• [STUDY MATERIAL]
────────────────────────────────────────
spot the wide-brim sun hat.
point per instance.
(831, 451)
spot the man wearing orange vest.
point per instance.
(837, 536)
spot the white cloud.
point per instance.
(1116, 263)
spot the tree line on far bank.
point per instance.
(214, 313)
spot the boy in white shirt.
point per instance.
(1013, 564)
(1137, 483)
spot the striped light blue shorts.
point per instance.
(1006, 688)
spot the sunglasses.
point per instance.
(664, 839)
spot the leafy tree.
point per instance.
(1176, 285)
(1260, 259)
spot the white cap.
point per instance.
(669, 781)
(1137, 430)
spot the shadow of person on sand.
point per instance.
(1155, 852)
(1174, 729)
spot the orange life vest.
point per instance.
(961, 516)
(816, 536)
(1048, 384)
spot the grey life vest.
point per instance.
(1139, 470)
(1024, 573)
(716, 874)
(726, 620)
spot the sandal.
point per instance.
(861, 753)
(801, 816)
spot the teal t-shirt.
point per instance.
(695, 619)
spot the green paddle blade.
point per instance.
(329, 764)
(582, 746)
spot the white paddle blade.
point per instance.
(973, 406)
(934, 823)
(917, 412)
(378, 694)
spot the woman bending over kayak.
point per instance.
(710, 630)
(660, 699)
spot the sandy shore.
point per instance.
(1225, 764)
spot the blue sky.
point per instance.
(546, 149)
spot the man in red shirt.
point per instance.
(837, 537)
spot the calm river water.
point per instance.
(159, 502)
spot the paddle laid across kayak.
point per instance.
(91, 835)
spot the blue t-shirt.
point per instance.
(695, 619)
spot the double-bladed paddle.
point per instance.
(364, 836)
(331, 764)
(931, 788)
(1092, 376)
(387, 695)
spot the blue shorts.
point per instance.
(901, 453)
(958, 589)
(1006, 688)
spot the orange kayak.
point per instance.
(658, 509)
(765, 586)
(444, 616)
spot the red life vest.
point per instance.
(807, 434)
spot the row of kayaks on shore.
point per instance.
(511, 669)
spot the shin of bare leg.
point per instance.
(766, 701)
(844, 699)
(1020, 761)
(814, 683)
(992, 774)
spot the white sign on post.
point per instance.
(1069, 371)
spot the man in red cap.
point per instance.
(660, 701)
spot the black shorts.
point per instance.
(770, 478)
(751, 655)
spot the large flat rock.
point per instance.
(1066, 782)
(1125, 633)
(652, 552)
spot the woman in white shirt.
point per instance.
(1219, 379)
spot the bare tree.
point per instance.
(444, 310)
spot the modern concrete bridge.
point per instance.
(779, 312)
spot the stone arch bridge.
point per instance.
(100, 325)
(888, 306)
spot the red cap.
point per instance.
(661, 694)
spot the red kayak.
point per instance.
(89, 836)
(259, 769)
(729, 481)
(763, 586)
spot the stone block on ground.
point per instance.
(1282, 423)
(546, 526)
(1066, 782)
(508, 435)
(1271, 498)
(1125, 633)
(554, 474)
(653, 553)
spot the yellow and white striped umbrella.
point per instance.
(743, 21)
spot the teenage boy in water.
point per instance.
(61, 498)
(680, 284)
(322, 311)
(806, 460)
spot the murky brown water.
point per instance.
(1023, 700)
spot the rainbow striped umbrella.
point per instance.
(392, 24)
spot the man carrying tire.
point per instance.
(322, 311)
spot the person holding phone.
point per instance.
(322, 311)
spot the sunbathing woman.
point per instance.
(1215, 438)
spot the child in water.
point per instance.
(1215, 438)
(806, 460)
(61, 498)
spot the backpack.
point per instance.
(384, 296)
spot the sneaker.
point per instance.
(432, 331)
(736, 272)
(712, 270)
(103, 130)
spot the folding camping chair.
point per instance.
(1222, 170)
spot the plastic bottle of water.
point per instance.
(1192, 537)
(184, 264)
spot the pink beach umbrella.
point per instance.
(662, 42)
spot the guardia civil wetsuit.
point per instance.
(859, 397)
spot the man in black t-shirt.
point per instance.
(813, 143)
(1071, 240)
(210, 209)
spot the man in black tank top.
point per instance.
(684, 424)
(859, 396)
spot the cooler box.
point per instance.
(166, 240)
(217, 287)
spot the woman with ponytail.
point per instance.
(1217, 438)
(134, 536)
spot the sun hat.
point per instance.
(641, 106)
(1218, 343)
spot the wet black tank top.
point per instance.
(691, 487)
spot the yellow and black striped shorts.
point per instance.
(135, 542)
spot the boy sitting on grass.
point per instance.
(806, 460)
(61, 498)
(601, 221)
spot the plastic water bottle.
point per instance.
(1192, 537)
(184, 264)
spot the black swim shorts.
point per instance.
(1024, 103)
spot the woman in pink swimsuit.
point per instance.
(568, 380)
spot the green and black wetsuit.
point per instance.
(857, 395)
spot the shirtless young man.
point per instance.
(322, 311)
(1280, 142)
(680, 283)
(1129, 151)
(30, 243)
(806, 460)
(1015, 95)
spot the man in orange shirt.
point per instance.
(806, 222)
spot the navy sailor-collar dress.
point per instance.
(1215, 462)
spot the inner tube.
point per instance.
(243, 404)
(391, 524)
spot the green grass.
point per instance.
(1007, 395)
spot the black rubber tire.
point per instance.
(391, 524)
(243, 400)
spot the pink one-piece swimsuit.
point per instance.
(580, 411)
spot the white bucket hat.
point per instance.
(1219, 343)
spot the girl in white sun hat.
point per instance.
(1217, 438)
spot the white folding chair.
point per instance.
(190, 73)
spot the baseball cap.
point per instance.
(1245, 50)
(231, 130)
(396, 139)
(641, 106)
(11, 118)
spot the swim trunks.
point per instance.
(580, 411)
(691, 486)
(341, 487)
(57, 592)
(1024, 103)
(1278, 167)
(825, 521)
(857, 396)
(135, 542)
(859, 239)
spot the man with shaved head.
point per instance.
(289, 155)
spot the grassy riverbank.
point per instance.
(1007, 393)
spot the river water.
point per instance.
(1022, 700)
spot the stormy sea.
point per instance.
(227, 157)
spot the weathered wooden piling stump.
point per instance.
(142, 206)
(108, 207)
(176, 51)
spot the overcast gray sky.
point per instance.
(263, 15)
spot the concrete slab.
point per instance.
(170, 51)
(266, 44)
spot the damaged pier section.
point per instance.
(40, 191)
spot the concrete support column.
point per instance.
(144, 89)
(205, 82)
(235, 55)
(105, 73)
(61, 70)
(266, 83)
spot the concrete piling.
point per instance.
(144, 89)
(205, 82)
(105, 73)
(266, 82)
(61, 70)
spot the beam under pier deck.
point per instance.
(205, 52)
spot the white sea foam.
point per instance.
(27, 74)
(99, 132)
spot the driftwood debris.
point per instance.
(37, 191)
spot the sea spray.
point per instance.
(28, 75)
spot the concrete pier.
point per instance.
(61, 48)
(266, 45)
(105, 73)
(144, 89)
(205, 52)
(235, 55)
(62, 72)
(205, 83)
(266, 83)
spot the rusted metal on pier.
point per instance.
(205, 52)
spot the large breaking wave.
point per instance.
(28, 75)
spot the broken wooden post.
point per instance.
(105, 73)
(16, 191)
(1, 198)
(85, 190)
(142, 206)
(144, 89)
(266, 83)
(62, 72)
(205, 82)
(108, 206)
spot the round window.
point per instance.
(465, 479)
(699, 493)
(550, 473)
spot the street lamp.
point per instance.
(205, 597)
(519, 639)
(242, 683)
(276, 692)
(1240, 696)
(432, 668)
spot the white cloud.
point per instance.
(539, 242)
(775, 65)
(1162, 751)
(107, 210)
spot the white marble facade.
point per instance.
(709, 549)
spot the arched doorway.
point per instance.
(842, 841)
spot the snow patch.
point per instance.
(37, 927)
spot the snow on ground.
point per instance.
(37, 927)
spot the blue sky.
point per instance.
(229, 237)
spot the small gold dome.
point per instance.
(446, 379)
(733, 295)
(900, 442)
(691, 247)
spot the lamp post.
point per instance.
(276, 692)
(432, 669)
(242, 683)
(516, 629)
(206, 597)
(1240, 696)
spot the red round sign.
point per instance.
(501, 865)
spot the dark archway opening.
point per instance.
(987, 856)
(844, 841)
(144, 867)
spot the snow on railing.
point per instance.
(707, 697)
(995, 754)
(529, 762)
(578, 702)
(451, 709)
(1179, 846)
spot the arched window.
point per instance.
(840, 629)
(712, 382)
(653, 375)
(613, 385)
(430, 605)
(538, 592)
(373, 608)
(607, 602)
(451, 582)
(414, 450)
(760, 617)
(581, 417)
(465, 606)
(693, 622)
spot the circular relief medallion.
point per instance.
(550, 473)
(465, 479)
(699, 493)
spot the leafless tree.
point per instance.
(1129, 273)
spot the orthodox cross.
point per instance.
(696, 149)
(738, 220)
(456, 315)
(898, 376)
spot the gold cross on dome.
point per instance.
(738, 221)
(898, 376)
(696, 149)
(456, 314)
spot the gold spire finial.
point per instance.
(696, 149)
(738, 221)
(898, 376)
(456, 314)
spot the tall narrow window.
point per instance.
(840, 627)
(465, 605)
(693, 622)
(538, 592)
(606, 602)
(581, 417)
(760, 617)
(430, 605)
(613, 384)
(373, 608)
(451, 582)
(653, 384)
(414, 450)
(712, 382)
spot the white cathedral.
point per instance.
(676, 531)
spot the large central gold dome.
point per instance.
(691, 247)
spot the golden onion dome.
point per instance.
────────────────────────────────────────
Begin with the first line of the data above and, please, print each line exactly until you have printed the line containing "spot the paddle laid across kayak."; print nothing else.

• [TASK ANSWER]
spot the wide-brim sun hat.
point per instance.
(831, 451)
spot the man wearing orange vest.
point per instance.
(837, 536)
spot the white cloud.
point per instance.
(1116, 263)
spot the tree line on far bank.
point per instance.
(214, 313)
spot the boy in white shirt.
point per instance.
(1013, 564)
(1137, 483)
spot the striped light blue shorts.
point per instance.
(1006, 688)
spot the sunglasses.
point per instance.
(664, 839)
spot the leafy tree.
point per instance.
(1176, 285)
(1260, 259)
spot the white cap.
point per instance.
(669, 781)
(1137, 430)
spot the shadow of person on sand.
point per instance.
(1155, 852)
(1174, 729)
spot the orange life vest.
point per instance.
(961, 516)
(816, 536)
(1048, 384)
spot the grey life vest.
point per instance.
(1139, 470)
(1024, 573)
(716, 874)
(726, 620)
spot the sandal.
point per instance.
(861, 753)
(801, 816)
spot the teal t-shirt.
point per instance.
(695, 619)
spot the green paddle blade.
point per instance.
(329, 764)
(582, 746)
spot the white paddle blade.
point per instance.
(973, 406)
(934, 823)
(917, 412)
(378, 694)
spot the woman bending over kayak.
point per instance.
(710, 630)
(660, 699)
spot the sandy shore.
point per instance.
(1225, 764)
spot the blue sky.
point per instance.
(546, 149)
spot the man in red shirt.
point per instance.
(837, 537)
spot the calm river water.
point per instance.
(159, 502)
spot the paddle laid across kayak.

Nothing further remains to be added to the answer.